──────── EXCERPTED RECORDS

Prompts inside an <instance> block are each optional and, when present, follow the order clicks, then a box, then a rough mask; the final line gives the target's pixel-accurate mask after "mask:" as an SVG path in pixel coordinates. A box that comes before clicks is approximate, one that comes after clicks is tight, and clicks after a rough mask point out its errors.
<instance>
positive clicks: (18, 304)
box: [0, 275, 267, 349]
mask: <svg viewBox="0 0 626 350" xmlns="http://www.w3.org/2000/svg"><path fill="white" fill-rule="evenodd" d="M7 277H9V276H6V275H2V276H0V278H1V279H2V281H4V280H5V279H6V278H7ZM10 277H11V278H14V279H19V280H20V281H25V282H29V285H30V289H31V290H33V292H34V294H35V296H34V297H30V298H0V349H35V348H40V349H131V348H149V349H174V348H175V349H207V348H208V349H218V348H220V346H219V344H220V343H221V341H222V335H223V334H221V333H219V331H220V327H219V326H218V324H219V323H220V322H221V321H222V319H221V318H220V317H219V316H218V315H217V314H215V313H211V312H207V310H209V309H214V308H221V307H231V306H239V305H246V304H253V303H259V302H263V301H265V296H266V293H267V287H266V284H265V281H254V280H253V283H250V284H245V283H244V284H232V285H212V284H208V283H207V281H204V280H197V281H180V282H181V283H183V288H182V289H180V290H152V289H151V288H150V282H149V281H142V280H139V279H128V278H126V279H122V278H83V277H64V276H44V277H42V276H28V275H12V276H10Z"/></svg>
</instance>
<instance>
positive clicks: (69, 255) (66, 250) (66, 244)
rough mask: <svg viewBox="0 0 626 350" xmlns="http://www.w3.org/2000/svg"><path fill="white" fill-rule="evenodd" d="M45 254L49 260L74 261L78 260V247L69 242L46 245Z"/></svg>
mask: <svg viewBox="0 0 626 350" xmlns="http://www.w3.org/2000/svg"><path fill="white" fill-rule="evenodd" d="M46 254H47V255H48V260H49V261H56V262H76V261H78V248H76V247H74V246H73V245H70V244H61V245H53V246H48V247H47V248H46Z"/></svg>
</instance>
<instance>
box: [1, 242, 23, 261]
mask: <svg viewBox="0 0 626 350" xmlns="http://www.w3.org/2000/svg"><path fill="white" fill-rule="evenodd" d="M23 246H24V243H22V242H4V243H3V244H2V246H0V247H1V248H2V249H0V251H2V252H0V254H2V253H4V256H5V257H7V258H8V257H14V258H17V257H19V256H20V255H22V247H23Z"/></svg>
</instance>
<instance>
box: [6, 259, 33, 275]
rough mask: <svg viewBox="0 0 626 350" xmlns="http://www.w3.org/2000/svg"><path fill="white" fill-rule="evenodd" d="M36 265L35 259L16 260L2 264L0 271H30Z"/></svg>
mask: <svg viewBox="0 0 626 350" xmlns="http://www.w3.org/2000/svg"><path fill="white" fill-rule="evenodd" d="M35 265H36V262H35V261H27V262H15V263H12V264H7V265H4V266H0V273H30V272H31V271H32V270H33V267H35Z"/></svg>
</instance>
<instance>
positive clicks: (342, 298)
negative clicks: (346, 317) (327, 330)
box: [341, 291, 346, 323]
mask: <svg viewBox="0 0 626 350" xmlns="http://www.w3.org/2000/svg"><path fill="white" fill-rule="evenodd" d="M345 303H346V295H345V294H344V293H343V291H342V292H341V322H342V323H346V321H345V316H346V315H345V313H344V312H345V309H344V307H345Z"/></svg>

────────────────

● INSTRUCTIONS FOR THE TASK
When you reach the line holding "box: [0, 275, 267, 349]" in the records above, begin reproducing exactly, stop after the line holding "positive clicks: (69, 255)", and output nothing else.

● SOLVED EXERCISE
box: [0, 275, 267, 349]
mask: <svg viewBox="0 0 626 350" xmlns="http://www.w3.org/2000/svg"><path fill="white" fill-rule="evenodd" d="M7 277H9V276H6V275H2V276H0V278H1V279H2V281H4V280H5V279H6V278H7ZM10 277H11V278H14V279H19V280H20V281H25V282H29V285H30V289H31V290H33V292H34V294H35V296H34V297H30V298H0V349H35V348H40V349H131V348H149V349H174V348H175V349H207V348H208V349H218V348H220V346H219V344H220V343H221V341H222V335H223V334H221V333H219V331H220V327H219V326H218V324H219V323H220V322H221V321H222V319H221V318H220V317H219V316H218V315H217V314H215V313H211V312H207V310H209V309H214V308H221V307H231V306H239V305H246V304H253V303H259V302H263V301H265V296H266V293H267V287H266V284H265V281H254V280H253V283H250V284H245V283H244V284H232V285H212V284H208V283H207V281H204V280H197V281H180V282H181V283H183V288H182V289H180V290H152V289H151V288H150V282H149V281H142V280H139V279H128V278H126V279H122V278H83V277H64V276H44V277H42V276H28V275H12V276H10Z"/></svg>
</instance>
<instance>
positive clicks: (69, 255) (66, 250) (66, 244)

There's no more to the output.